Задание:
Ответьте на вопросы по интервью ниже.
1. В каком городе фонд сейчас ремонтирует огромное отделение?
2. Для кого врачи проводили большую презентацию?
3. Кто рассказывал, что благодаря клеточной технологии уже удалось вылечить пациентов?

Исходный фрагмент:

/---

ГОРДЕЕВА: А ты – бесстрашная? Свободная?
ХАМАТОВА: Сегодня мне кажется, что да. Но я знаю, из каких условностей и компромиссов состоит и моя жизнь, и жизнь фонда. То, что мы сейчас налаживаем работу и ремонтируем огромное отделение в Екатеринбурге, а потом будем делать то же самое в Красноярске, то, что мы запускаем огромные региональные программы, то, что фонд существует в том виде, в каком был придуман, только стал в тысячу раз больше, – это связывает нам руки, но и открывает горизонты. Конечно, я понимаю, что многое из этого не стало бы возможным, если бы мы не сумели сохранить отношения с властью, – и это несвобода. Но я точно знаю, что не власть развивает эти программы и даже не наши с ней отношения. Программы движет и осуществляет энергия настоящих врачей, которым мы помогаем, безусловно, но в основе всего – их энергия и стремление лечить детей всё лучше, спасать как можно больше, используя все доступные средства для их спасения. И это – уже свобода. Знаешь, я недавно была на большой презентации, которую наши врачи проводили для инвесторов научных программ клиники имени Димы Рогачёва. Я была потрясена тем, на какой уровень мы вышли. Несколько лет назад фонд вложил немалые деньги в новую клеточную технологию лечения детского рака, когда у самого пациента забирают злокачественные клетки и их, если так можно выразиться, перевоспитывают и возвращают пациенту. А эти клетки “перевоспитывают” другие плохие. И профессор Михаил Масчан рассказывал, что уже есть пациенты, которых удалось вылечить благодаря этой технологии. И я про себя думаю, что это, в том числе благодаря нам, фонду, тому, что мы несколько лет назад вложили деньги в эту, тогда самую передовую и не всем из нас до конца понятную технологию. Но Миша был убедителен. И вот ведь – получается.

\---

Выдержка из данных:

/---

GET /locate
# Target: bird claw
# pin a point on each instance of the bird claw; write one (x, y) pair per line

\---

Ответ:
1. В Екатеринбурге.
2. Для инвесторов научных программ клиники имени Димы Рогачёва.
3. Профессор Михаил Масчан.